Format every line of the records below as a JSON list of strings, one string per line, with blank lines omitted. Leave the pictures out of the answer.
-- START INPUT RECORDS --
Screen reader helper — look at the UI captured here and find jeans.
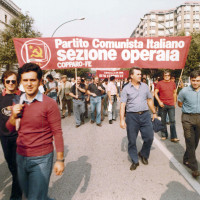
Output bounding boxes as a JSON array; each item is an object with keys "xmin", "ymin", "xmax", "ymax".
[
  {"xmin": 182, "ymin": 113, "xmax": 200, "ymax": 170},
  {"xmin": 1, "ymin": 135, "xmax": 22, "ymax": 200},
  {"xmin": 90, "ymin": 96, "xmax": 101, "ymax": 124},
  {"xmin": 17, "ymin": 152, "xmax": 53, "ymax": 200},
  {"xmin": 108, "ymin": 96, "xmax": 117, "ymax": 120},
  {"xmin": 73, "ymin": 99, "xmax": 85, "ymax": 125},
  {"xmin": 160, "ymin": 105, "xmax": 177, "ymax": 139},
  {"xmin": 126, "ymin": 111, "xmax": 154, "ymax": 163}
]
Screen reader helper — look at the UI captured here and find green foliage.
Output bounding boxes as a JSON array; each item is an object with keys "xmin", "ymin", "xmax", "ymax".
[
  {"xmin": 55, "ymin": 68, "xmax": 91, "ymax": 78},
  {"xmin": 0, "ymin": 14, "xmax": 41, "ymax": 65},
  {"xmin": 184, "ymin": 33, "xmax": 200, "ymax": 76}
]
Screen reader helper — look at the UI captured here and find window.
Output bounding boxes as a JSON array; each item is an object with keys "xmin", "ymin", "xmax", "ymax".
[
  {"xmin": 5, "ymin": 15, "xmax": 8, "ymax": 24},
  {"xmin": 184, "ymin": 6, "xmax": 190, "ymax": 11}
]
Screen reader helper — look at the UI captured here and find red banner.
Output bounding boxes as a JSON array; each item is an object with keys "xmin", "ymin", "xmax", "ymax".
[
  {"xmin": 96, "ymin": 70, "xmax": 129, "ymax": 79},
  {"xmin": 14, "ymin": 36, "xmax": 191, "ymax": 70}
]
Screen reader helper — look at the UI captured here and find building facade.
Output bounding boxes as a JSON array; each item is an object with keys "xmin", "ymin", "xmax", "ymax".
[
  {"xmin": 0, "ymin": 0, "xmax": 21, "ymax": 31},
  {"xmin": 0, "ymin": 0, "xmax": 21, "ymax": 77},
  {"xmin": 131, "ymin": 1, "xmax": 200, "ymax": 37}
]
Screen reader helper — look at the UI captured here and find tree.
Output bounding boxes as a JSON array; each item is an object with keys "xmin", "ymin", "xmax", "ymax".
[
  {"xmin": 184, "ymin": 33, "xmax": 200, "ymax": 76},
  {"xmin": 0, "ymin": 14, "xmax": 41, "ymax": 70}
]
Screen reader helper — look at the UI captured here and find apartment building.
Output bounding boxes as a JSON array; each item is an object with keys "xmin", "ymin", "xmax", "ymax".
[
  {"xmin": 131, "ymin": 1, "xmax": 200, "ymax": 37},
  {"xmin": 0, "ymin": 0, "xmax": 21, "ymax": 30}
]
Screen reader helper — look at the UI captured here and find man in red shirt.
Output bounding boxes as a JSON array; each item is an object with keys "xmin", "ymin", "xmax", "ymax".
[
  {"xmin": 6, "ymin": 63, "xmax": 64, "ymax": 200},
  {"xmin": 155, "ymin": 70, "xmax": 179, "ymax": 142}
]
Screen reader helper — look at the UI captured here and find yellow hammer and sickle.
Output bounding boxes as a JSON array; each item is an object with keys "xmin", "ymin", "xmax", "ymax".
[{"xmin": 31, "ymin": 46, "xmax": 43, "ymax": 58}]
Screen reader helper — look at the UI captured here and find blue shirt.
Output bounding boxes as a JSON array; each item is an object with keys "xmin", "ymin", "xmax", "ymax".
[
  {"xmin": 20, "ymin": 90, "xmax": 43, "ymax": 104},
  {"xmin": 121, "ymin": 82, "xmax": 152, "ymax": 112},
  {"xmin": 178, "ymin": 85, "xmax": 200, "ymax": 113}
]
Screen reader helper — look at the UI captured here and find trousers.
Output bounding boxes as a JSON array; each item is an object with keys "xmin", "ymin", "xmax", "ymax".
[{"xmin": 126, "ymin": 111, "xmax": 154, "ymax": 163}]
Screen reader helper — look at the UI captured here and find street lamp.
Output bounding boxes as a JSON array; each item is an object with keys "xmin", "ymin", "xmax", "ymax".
[
  {"xmin": 51, "ymin": 17, "xmax": 85, "ymax": 37},
  {"xmin": 140, "ymin": 18, "xmax": 173, "ymax": 36}
]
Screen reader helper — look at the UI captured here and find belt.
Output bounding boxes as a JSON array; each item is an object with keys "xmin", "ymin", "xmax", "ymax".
[
  {"xmin": 130, "ymin": 110, "xmax": 148, "ymax": 115},
  {"xmin": 183, "ymin": 113, "xmax": 200, "ymax": 115}
]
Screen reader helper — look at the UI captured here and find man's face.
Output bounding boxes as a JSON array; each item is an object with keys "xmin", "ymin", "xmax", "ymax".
[
  {"xmin": 77, "ymin": 77, "xmax": 81, "ymax": 84},
  {"xmin": 21, "ymin": 71, "xmax": 40, "ymax": 97},
  {"xmin": 190, "ymin": 76, "xmax": 200, "ymax": 89},
  {"xmin": 163, "ymin": 73, "xmax": 171, "ymax": 81},
  {"xmin": 4, "ymin": 74, "xmax": 17, "ymax": 93},
  {"xmin": 131, "ymin": 69, "xmax": 142, "ymax": 83}
]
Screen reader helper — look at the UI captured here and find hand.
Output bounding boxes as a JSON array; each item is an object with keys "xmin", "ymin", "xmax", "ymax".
[
  {"xmin": 120, "ymin": 120, "xmax": 126, "ymax": 129},
  {"xmin": 152, "ymin": 113, "xmax": 158, "ymax": 121},
  {"xmin": 97, "ymin": 86, "xmax": 102, "ymax": 90},
  {"xmin": 53, "ymin": 161, "xmax": 65, "ymax": 176},
  {"xmin": 159, "ymin": 101, "xmax": 165, "ymax": 108},
  {"xmin": 12, "ymin": 104, "xmax": 24, "ymax": 119}
]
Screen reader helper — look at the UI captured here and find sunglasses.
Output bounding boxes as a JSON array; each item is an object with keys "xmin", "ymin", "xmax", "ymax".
[{"xmin": 6, "ymin": 80, "xmax": 17, "ymax": 84}]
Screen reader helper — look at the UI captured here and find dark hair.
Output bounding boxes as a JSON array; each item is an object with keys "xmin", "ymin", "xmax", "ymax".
[
  {"xmin": 163, "ymin": 69, "xmax": 171, "ymax": 76},
  {"xmin": 110, "ymin": 76, "xmax": 115, "ymax": 81},
  {"xmin": 18, "ymin": 63, "xmax": 42, "ymax": 82},
  {"xmin": 1, "ymin": 71, "xmax": 19, "ymax": 85},
  {"xmin": 46, "ymin": 74, "xmax": 53, "ymax": 81},
  {"xmin": 129, "ymin": 67, "xmax": 141, "ymax": 76},
  {"xmin": 92, "ymin": 76, "xmax": 99, "ymax": 80},
  {"xmin": 190, "ymin": 70, "xmax": 200, "ymax": 78},
  {"xmin": 127, "ymin": 76, "xmax": 131, "ymax": 81}
]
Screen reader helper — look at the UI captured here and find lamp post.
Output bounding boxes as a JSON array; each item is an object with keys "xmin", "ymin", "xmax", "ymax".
[
  {"xmin": 51, "ymin": 17, "xmax": 85, "ymax": 37},
  {"xmin": 51, "ymin": 17, "xmax": 85, "ymax": 94},
  {"xmin": 140, "ymin": 18, "xmax": 173, "ymax": 36}
]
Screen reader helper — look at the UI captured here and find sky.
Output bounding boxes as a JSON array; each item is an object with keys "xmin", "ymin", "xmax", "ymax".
[{"xmin": 12, "ymin": 0, "xmax": 195, "ymax": 38}]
-- END INPUT RECORDS --
## RESULT OF THIS TASK
[
  "Screen reader helper — look at the UI captured here and find jeans.",
  "Output bounding boxes as a JSON array; each item is an object with keys \"xmin\", \"ymin\", \"xmax\", \"ymax\".",
  "[",
  "  {\"xmin\": 182, \"ymin\": 113, \"xmax\": 200, \"ymax\": 170},",
  "  {\"xmin\": 1, \"ymin\": 135, \"xmax\": 22, \"ymax\": 200},",
  "  {\"xmin\": 90, \"ymin\": 96, \"xmax\": 101, \"ymax\": 124},",
  "  {\"xmin\": 17, \"ymin\": 152, \"xmax\": 53, \"ymax\": 200},",
  "  {\"xmin\": 108, \"ymin\": 96, \"xmax\": 117, \"ymax\": 120},",
  "  {\"xmin\": 73, \"ymin\": 99, \"xmax\": 85, \"ymax\": 125},",
  "  {\"xmin\": 160, \"ymin\": 105, \"xmax\": 177, \"ymax\": 139},",
  "  {\"xmin\": 126, \"ymin\": 111, \"xmax\": 154, \"ymax\": 163}",
  "]",
  "Screen reader helper — look at the UI captured here and find green foliage.",
  "Output bounding boxes as a JSON array; each item is an object with keys \"xmin\", \"ymin\", \"xmax\", \"ymax\".",
  "[",
  "  {\"xmin\": 55, \"ymin\": 68, \"xmax\": 91, \"ymax\": 78},",
  "  {\"xmin\": 0, \"ymin\": 14, \"xmax\": 41, \"ymax\": 65},",
  "  {\"xmin\": 184, \"ymin\": 33, \"xmax\": 200, \"ymax\": 76}",
  "]",
  "Screen reader helper — look at the UI captured here and find window.",
  "Output bounding boxes as a JSON array; each item is an object with keys \"xmin\", \"ymin\", \"xmax\", \"ymax\".",
  "[",
  "  {\"xmin\": 5, \"ymin\": 15, \"xmax\": 8, \"ymax\": 24},",
  "  {\"xmin\": 184, \"ymin\": 6, \"xmax\": 190, \"ymax\": 11}",
  "]",
  "Screen reader helper — look at the UI captured here and find red banner.",
  "Output bounding boxes as a JSON array; each item is an object with keys \"xmin\", \"ymin\", \"xmax\", \"ymax\".",
  "[",
  "  {\"xmin\": 96, \"ymin\": 70, \"xmax\": 129, \"ymax\": 79},",
  "  {\"xmin\": 14, \"ymin\": 36, \"xmax\": 191, \"ymax\": 70}",
  "]",
  "Screen reader helper — look at the UI captured here and find building facade.",
  "Output bounding boxes as a JSON array; each item is an object with keys \"xmin\", \"ymin\", \"xmax\", \"ymax\".",
  "[",
  "  {\"xmin\": 0, \"ymin\": 0, \"xmax\": 21, \"ymax\": 31},",
  "  {\"xmin\": 0, \"ymin\": 0, \"xmax\": 21, \"ymax\": 77},",
  "  {\"xmin\": 131, \"ymin\": 1, \"xmax\": 200, \"ymax\": 37}",
  "]",
  "Screen reader helper — look at the UI captured here and find tree.",
  "Output bounding boxes as a JSON array; each item is an object with keys \"xmin\", \"ymin\", \"xmax\", \"ymax\".",
  "[",
  "  {\"xmin\": 184, \"ymin\": 33, \"xmax\": 200, \"ymax\": 76},",
  "  {\"xmin\": 0, \"ymin\": 14, \"xmax\": 41, \"ymax\": 70}",
  "]",
  "Screen reader helper — look at the UI captured here and find apartment building.",
  "Output bounding boxes as a JSON array; each item is an object with keys \"xmin\", \"ymin\", \"xmax\", \"ymax\".",
  "[",
  "  {\"xmin\": 131, \"ymin\": 1, \"xmax\": 200, \"ymax\": 37},",
  "  {\"xmin\": 0, \"ymin\": 0, \"xmax\": 21, \"ymax\": 30}",
  "]",
  "Screen reader helper — look at the UI captured here and find man in red shirt.",
  "Output bounding boxes as a JSON array; each item is an object with keys \"xmin\", \"ymin\", \"xmax\", \"ymax\".",
  "[",
  "  {\"xmin\": 6, \"ymin\": 63, \"xmax\": 64, \"ymax\": 200},",
  "  {\"xmin\": 155, \"ymin\": 70, \"xmax\": 179, \"ymax\": 142}",
  "]",
  "Screen reader helper — look at the UI captured here and find yellow hammer and sickle.",
  "Output bounding boxes as a JSON array; each item is an object with keys \"xmin\", \"ymin\", \"xmax\", \"ymax\".",
  "[{\"xmin\": 31, \"ymin\": 46, \"xmax\": 43, \"ymax\": 58}]",
  "Screen reader helper — look at the UI captured here and find blue shirt.",
  "Output bounding boxes as a JSON array; each item is an object with keys \"xmin\", \"ymin\", \"xmax\", \"ymax\".",
  "[",
  "  {\"xmin\": 20, \"ymin\": 90, \"xmax\": 43, \"ymax\": 104},",
  "  {\"xmin\": 121, \"ymin\": 82, \"xmax\": 152, \"ymax\": 112},",
  "  {\"xmin\": 178, \"ymin\": 85, \"xmax\": 200, \"ymax\": 113}",
  "]",
  "Screen reader helper — look at the UI captured here and find trousers.",
  "Output bounding boxes as a JSON array; each item is an object with keys \"xmin\", \"ymin\", \"xmax\", \"ymax\".",
  "[{\"xmin\": 126, \"ymin\": 111, \"xmax\": 154, \"ymax\": 163}]",
  "Screen reader helper — look at the UI captured here and find street lamp.",
  "Output bounding boxes as a JSON array; each item is an object with keys \"xmin\", \"ymin\", \"xmax\", \"ymax\".",
  "[",
  "  {\"xmin\": 51, \"ymin\": 17, \"xmax\": 85, \"ymax\": 37},",
  "  {\"xmin\": 140, \"ymin\": 18, \"xmax\": 173, \"ymax\": 36}",
  "]",
  "Screen reader helper — look at the UI captured here and find belt.",
  "Output bounding boxes as a JSON array; each item is an object with keys \"xmin\", \"ymin\", \"xmax\", \"ymax\".",
  "[",
  "  {\"xmin\": 130, \"ymin\": 110, \"xmax\": 148, \"ymax\": 115},",
  "  {\"xmin\": 183, \"ymin\": 113, \"xmax\": 200, \"ymax\": 115}",
  "]",
  "Screen reader helper — look at the UI captured here and find man's face.",
  "Output bounding boxes as a JSON array; each item is an object with keys \"xmin\", \"ymin\", \"xmax\", \"ymax\".",
  "[",
  "  {\"xmin\": 77, \"ymin\": 77, \"xmax\": 81, \"ymax\": 84},",
  "  {\"xmin\": 21, \"ymin\": 71, \"xmax\": 40, \"ymax\": 97},",
  "  {\"xmin\": 190, \"ymin\": 76, \"xmax\": 200, \"ymax\": 89},",
  "  {\"xmin\": 163, \"ymin\": 73, \"xmax\": 171, \"ymax\": 81},",
  "  {\"xmin\": 4, \"ymin\": 74, \"xmax\": 17, \"ymax\": 93},",
  "  {\"xmin\": 131, \"ymin\": 69, \"xmax\": 142, \"ymax\": 83}",
  "]",
  "Screen reader helper — look at the UI captured here and find hand.",
  "Output bounding boxes as a JSON array; each item is an object with keys \"xmin\", \"ymin\", \"xmax\", \"ymax\".",
  "[",
  "  {\"xmin\": 120, \"ymin\": 120, \"xmax\": 126, \"ymax\": 129},",
  "  {\"xmin\": 152, \"ymin\": 113, \"xmax\": 158, \"ymax\": 121},",
  "  {\"xmin\": 97, \"ymin\": 86, \"xmax\": 102, \"ymax\": 90},",
  "  {\"xmin\": 53, \"ymin\": 161, \"xmax\": 65, \"ymax\": 176},",
  "  {\"xmin\": 159, \"ymin\": 101, \"xmax\": 165, \"ymax\": 108},",
  "  {\"xmin\": 12, \"ymin\": 104, \"xmax\": 24, \"ymax\": 119}",
  "]",
  "Screen reader helper — look at the UI captured here and find sunglasses.",
  "Output bounding boxes as a JSON array; each item is an object with keys \"xmin\", \"ymin\", \"xmax\", \"ymax\".",
  "[{\"xmin\": 6, \"ymin\": 80, \"xmax\": 17, \"ymax\": 84}]",
  "Screen reader helper — look at the UI captured here and find dark hair.",
  "Output bounding boxes as a JSON array; each item is an object with keys \"xmin\", \"ymin\", \"xmax\", \"ymax\".",
  "[",
  "  {\"xmin\": 163, \"ymin\": 69, \"xmax\": 171, \"ymax\": 76},",
  "  {\"xmin\": 110, \"ymin\": 76, \"xmax\": 115, \"ymax\": 81},",
  "  {\"xmin\": 18, \"ymin\": 63, \"xmax\": 42, \"ymax\": 82},",
  "  {\"xmin\": 1, \"ymin\": 71, \"xmax\": 19, \"ymax\": 85},",
  "  {\"xmin\": 46, \"ymin\": 74, \"xmax\": 53, \"ymax\": 81},",
  "  {\"xmin\": 129, \"ymin\": 67, \"xmax\": 141, \"ymax\": 76},",
  "  {\"xmin\": 92, \"ymin\": 76, \"xmax\": 99, \"ymax\": 80},",
  "  {\"xmin\": 190, \"ymin\": 70, \"xmax\": 200, \"ymax\": 78},",
  "  {\"xmin\": 127, \"ymin\": 76, \"xmax\": 131, \"ymax\": 81}",
  "]",
  "Screen reader helper — look at the UI captured here and find lamp post.",
  "Output bounding boxes as a JSON array; each item is an object with keys \"xmin\", \"ymin\", \"xmax\", \"ymax\".",
  "[",
  "  {\"xmin\": 51, \"ymin\": 17, \"xmax\": 85, \"ymax\": 37},",
  "  {\"xmin\": 51, \"ymin\": 17, \"xmax\": 85, \"ymax\": 94},",
  "  {\"xmin\": 140, \"ymin\": 18, \"xmax\": 173, \"ymax\": 36}",
  "]",
  "Screen reader helper — look at the UI captured here and find sky.",
  "Output bounding boxes as a JSON array; each item is an object with keys \"xmin\", \"ymin\", \"xmax\", \"ymax\".",
  "[{\"xmin\": 12, \"ymin\": 0, \"xmax\": 195, \"ymax\": 38}]"
]